◆ QUOTED TEXT:
## begin
7) CEA violates § 1692e(4), by sending dunning letters that threaten
post-judgment remedies that CEA does not intend to seek. The facts here
are much the same as above for lawsuits, in that CEA threatens to obtain a
judgment and garnish wages, when it almost never does. These hollow threats
violate the FDCPA, specifically § 1692e(4), which prohibits: the
representation or implication that nonpayment of any debt will result in the
arrest or imprisonment of any person or the seizure, garnishment, attachment
or sale of any property or wages of any person unless such action is lawful
and the debt collector or creditor intends to take such action. Id.
CEA also sends collection letters threatening to execute on judgments,
which it does not intend to do in violation of 15 U.S.C. § 1692e(4) and
(5). Again, empty threats are issued in an attempt to extract money.
The court finds that the letters above also violate the provisions of the
FDCPA dealing with false threats of post-judgment remedies, since they
threaten lawsuits, which imply post-judgment action, or explicitly describe
the post-judgment actions which CEA will take if the consumer does not pay,
for example wage garnishments and bank levies.
## end
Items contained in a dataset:
## begin
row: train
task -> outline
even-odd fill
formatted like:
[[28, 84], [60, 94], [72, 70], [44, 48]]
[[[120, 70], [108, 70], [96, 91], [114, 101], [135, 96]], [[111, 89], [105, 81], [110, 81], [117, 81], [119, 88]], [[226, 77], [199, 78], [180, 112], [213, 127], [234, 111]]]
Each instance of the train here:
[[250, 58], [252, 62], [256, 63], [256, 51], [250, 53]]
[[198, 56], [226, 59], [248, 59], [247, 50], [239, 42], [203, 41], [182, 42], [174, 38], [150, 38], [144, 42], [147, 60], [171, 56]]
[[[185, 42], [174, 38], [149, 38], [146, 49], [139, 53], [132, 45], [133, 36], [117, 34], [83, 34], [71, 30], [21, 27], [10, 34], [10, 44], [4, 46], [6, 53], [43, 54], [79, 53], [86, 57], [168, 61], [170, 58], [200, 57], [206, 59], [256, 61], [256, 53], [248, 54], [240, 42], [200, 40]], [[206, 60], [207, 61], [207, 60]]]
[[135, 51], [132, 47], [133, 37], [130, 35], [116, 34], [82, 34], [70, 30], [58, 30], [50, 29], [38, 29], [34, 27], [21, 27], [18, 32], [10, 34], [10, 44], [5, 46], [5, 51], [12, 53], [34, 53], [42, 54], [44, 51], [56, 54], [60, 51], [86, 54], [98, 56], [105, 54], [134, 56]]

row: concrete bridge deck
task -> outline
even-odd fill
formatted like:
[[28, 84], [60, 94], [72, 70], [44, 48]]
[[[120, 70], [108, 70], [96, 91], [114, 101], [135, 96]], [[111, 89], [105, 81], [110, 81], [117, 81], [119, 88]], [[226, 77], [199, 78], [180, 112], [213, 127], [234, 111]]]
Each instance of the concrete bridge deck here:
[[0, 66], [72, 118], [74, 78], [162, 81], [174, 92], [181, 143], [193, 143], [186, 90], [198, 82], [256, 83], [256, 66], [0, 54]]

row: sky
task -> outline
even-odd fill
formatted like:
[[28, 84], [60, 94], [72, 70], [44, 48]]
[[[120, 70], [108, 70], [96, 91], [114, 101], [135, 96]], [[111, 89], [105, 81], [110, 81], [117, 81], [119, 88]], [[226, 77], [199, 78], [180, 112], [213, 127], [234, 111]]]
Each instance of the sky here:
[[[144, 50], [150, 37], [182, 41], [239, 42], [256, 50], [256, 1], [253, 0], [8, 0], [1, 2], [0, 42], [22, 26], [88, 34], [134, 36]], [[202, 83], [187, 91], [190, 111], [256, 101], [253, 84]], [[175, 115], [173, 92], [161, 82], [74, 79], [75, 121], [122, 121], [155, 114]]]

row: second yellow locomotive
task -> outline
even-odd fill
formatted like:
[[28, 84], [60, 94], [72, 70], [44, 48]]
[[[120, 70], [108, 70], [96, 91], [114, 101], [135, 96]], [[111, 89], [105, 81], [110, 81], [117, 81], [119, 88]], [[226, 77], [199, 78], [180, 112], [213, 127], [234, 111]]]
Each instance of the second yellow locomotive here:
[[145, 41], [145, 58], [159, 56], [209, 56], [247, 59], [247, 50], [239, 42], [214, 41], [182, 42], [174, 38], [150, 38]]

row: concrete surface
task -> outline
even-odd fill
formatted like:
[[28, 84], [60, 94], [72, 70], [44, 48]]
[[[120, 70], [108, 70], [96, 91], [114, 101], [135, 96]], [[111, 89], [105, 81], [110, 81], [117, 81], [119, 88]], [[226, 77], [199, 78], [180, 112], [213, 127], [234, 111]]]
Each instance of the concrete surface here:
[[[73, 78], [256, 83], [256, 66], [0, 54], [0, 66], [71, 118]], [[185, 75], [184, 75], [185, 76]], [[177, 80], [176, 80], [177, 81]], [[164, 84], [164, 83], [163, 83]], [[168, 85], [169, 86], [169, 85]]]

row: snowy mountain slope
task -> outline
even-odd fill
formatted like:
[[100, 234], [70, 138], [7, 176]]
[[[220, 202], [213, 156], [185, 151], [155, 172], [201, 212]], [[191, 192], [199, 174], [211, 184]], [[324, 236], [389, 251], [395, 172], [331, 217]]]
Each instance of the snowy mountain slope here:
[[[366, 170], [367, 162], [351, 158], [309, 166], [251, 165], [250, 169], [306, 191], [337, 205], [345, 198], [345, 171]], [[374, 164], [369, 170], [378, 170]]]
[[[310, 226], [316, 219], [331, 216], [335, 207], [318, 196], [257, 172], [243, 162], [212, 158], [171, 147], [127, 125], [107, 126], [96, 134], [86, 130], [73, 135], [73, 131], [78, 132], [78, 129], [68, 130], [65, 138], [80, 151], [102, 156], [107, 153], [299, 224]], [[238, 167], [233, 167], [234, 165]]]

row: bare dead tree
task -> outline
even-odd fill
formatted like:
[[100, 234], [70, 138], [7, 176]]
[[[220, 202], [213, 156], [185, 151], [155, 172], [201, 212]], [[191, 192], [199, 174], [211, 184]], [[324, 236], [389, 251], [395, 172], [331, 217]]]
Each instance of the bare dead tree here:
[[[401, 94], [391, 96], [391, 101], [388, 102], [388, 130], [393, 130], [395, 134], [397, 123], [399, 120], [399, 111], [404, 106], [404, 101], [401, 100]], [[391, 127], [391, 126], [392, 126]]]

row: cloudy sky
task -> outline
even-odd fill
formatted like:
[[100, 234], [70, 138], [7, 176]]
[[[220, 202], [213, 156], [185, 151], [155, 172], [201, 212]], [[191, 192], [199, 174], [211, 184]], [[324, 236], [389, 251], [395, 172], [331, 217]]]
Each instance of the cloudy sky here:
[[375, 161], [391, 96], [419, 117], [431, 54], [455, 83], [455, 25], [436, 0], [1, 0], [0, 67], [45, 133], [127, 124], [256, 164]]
## end
◆ DIRECTIONS:
• 1. Reproduce the FDCPA passage word for word, starting at "7) CEA violates" and ending at "to extract money.".
• 2. In the FDCPA passage, what examples of post-judgment actions does the court's finding give?

◆ FULL SOLUTIONS:
• 1.
7) CEA violates § 1692e(4), by sending dunning letters that threaten
post-judgment remedies that CEA does not intend to seek. The facts here
are much the same as above for lawsuits, in that CEA threatens to obtain a
judgment and garnish wages, when it almost never does. These hollow threats
violate the FDCPA, specifically § 1692e(4), which prohibits: the
representation or implication that nonpayment of any debt will result in the
arrest or imprisonment of any person or the seizure, garnishment, attachment
or sale of any property or wages of any person unless such action is lawful
and the debt collector or creditor intends to take such action. Id.
CEA also sends collection letters threatening to execute on judgments,
which it does not intend to do in violation of 15 U.S.C. § 1692e(4) and
(5). Again, empty threats are issued in an attempt to extract money.

• 2. Wage garnishments and bank levies.